[Records drawn from a collection]
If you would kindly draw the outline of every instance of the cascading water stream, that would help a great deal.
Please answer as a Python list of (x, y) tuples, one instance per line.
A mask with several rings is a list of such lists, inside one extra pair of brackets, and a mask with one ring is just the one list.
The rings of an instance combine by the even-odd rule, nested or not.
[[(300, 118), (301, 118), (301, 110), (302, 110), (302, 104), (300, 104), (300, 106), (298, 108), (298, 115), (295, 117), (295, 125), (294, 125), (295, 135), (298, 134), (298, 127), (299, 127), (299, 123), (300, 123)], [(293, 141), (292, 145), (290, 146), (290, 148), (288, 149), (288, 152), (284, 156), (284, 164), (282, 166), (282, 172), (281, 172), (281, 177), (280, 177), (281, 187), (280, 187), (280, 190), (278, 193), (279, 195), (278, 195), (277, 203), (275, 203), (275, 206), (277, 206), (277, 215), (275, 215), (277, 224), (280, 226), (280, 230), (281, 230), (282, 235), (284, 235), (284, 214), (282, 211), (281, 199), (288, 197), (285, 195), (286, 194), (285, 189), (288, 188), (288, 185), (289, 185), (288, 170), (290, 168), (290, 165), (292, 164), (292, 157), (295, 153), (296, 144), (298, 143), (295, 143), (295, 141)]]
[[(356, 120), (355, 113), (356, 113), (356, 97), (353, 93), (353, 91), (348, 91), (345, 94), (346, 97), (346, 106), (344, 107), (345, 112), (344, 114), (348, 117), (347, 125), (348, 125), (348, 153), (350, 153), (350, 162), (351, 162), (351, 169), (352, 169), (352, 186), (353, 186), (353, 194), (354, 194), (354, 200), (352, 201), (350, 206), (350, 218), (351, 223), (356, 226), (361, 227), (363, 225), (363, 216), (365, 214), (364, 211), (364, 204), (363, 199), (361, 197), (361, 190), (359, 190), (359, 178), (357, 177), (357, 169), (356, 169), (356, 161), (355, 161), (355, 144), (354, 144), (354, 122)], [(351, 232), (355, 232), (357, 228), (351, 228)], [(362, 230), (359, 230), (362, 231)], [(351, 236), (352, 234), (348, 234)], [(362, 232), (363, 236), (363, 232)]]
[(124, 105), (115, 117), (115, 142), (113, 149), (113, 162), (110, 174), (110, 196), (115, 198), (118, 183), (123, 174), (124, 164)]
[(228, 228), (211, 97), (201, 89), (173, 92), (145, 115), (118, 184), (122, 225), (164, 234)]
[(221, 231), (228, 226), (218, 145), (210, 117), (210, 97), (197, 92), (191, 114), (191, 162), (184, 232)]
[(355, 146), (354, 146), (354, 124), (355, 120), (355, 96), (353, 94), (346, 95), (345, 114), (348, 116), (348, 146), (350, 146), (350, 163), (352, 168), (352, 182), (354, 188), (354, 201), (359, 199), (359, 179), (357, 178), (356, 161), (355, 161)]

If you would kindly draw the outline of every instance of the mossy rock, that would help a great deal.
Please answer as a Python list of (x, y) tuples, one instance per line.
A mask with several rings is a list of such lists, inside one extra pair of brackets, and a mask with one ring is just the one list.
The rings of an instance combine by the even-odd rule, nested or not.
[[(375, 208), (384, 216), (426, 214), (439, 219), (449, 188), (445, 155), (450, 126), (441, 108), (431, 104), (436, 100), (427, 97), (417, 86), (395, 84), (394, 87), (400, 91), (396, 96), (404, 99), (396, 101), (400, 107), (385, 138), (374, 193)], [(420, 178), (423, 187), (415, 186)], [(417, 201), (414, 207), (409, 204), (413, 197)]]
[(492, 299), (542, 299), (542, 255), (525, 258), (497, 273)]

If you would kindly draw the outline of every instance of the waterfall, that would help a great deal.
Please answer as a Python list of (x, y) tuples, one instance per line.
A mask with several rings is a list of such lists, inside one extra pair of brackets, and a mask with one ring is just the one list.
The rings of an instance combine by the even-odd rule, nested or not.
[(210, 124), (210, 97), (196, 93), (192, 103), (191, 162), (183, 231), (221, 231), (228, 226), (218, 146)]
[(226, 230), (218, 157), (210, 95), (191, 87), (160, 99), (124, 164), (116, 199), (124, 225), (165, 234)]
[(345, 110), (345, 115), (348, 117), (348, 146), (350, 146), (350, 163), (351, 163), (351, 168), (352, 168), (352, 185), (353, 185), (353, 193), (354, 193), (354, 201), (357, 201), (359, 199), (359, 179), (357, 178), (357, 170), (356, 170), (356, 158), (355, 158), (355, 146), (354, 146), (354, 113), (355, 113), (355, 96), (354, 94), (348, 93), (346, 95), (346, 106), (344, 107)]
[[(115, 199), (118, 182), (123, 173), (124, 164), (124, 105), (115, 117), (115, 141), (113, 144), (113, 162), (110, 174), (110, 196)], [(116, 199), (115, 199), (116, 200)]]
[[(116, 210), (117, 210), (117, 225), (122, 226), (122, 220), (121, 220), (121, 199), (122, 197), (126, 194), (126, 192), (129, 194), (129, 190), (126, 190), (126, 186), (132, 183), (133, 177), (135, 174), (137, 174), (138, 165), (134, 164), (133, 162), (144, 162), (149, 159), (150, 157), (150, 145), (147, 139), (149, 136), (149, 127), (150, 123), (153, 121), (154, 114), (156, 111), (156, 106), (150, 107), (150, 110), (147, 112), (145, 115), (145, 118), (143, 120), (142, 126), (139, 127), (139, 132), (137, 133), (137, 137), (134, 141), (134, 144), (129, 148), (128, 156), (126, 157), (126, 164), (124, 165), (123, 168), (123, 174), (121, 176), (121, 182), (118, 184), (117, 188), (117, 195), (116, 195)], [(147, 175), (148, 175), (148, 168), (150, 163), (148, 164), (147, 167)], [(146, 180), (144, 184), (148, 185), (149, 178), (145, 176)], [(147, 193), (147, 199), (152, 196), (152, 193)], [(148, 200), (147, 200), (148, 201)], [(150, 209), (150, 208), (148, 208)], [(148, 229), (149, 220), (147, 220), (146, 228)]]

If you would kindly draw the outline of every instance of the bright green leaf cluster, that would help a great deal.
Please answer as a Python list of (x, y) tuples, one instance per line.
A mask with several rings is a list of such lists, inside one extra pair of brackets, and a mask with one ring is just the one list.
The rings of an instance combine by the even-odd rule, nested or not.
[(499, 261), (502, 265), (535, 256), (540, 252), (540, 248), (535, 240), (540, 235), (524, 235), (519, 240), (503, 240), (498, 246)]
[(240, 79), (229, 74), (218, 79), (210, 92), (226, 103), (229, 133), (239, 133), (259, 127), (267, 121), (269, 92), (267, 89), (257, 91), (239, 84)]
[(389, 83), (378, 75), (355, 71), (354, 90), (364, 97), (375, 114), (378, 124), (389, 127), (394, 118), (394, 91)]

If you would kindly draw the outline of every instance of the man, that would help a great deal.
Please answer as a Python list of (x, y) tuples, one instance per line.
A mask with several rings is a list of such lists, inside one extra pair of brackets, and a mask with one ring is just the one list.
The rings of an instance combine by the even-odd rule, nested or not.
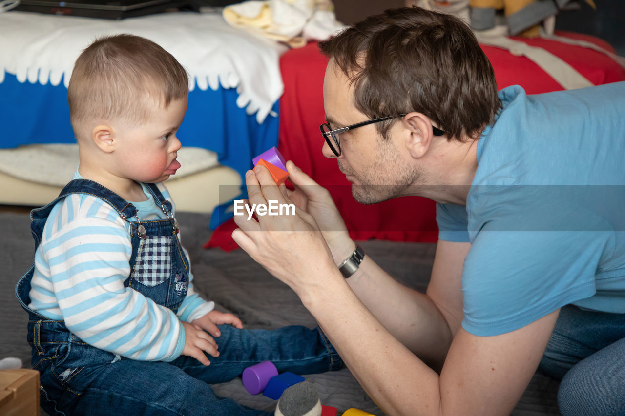
[(354, 197), (439, 203), (428, 290), (361, 262), (327, 191), (291, 162), (292, 192), (264, 169), (246, 179), (251, 202), (292, 201), (296, 215), (238, 217), (235, 240), (388, 414), (509, 414), (539, 365), (564, 377), (563, 414), (622, 414), (625, 83), (498, 95), (469, 29), (417, 8), (320, 46), (323, 152)]

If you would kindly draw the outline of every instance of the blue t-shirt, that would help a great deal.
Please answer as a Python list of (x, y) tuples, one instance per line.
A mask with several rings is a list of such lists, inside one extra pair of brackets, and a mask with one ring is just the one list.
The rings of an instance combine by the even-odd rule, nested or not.
[(436, 209), (441, 240), (471, 243), (462, 327), (504, 334), (568, 304), (625, 313), (625, 82), (499, 97), (466, 206)]

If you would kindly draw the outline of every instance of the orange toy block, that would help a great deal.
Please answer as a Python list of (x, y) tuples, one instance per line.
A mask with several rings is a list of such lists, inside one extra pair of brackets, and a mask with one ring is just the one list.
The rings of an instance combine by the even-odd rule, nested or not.
[[(264, 159), (261, 159), (258, 161), (258, 163), (256, 164), (256, 166), (258, 165), (262, 165), (266, 167), (269, 171), (269, 173), (271, 174), (271, 177), (274, 179), (274, 182), (278, 185), (284, 183), (284, 181), (286, 181), (286, 178), (289, 177), (288, 172), (283, 171), (278, 166), (271, 164)], [(254, 169), (256, 169), (256, 166), (254, 166)]]
[(332, 406), (321, 405), (321, 416), (336, 416), (338, 409)]

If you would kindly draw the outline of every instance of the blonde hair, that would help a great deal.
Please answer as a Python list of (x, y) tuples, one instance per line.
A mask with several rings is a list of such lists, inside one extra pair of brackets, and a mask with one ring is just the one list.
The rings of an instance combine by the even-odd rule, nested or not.
[(149, 103), (167, 108), (187, 96), (188, 83), (182, 65), (151, 41), (127, 34), (98, 39), (76, 59), (69, 79), (74, 134), (79, 137), (93, 121), (144, 122), (151, 114)]

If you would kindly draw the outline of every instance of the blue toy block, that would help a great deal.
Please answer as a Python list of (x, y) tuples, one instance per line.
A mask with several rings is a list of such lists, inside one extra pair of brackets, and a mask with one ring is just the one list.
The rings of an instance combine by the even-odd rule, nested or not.
[(301, 383), (305, 379), (302, 376), (288, 371), (282, 374), (278, 374), (276, 377), (269, 379), (269, 382), (267, 383), (267, 387), (262, 392), (262, 395), (277, 400), (280, 399), (282, 392), (294, 384)]

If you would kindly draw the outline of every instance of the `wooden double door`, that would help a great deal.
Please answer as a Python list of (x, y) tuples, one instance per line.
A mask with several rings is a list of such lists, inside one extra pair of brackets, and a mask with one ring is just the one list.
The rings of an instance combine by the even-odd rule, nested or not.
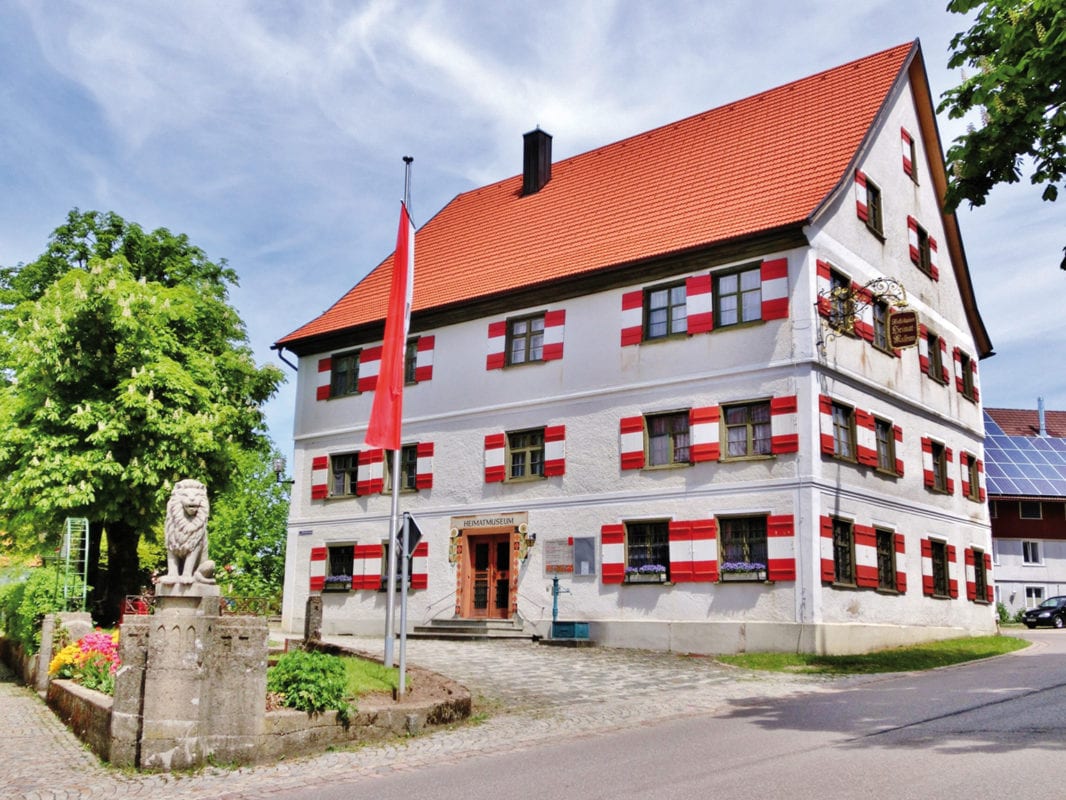
[(514, 534), (467, 534), (461, 613), (469, 620), (508, 620), (514, 599)]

Stated problem:
Can you render only the part of the records that opens with the line containing "waterfall, that would help a great deal." and closes with the line containing "199), (116, 200)]]" as a two-column CSV headed request_text and answer? Give one row per request, with each field in quotes and line breaks replaced by spaces.

Solved exercise:
request_text,answer
"If you would kindly draw the outline of every instance of the waterfall, that would help a great deal. Please answer as a Python list of (x, y) tuples, one instance per line. A mask with several rings is a list of such lists, inside one extra pair of brackets, and a mask with one ring is just the one list. The rings of an instance combine by the even-odd rule, nested or not.","[(210, 124), (210, 97), (196, 93), (192, 103), (191, 162), (183, 231), (221, 231), (228, 226), (218, 146)] [(226, 230), (218, 157), (210, 95), (191, 87), (160, 99), (124, 164), (116, 199), (124, 225), (165, 234)] [(345, 110), (345, 115), (348, 117), (348, 146), (350, 146), (350, 163), (351, 163), (351, 168), (352, 168), (352, 185), (353, 185), (353, 193), (354, 193), (354, 201), (357, 201), (359, 199), (359, 179), (357, 178), (357, 170), (356, 170), (356, 158), (355, 158), (355, 146), (354, 146), (354, 113), (355, 113), (355, 96), (354, 94), (348, 93), (346, 95), (346, 106), (344, 107)] [[(115, 199), (118, 182), (123, 173), (124, 164), (124, 105), (115, 117), (115, 141), (113, 144), (113, 162), (110, 174), (110, 196)], [(116, 199), (115, 199), (116, 200)]]"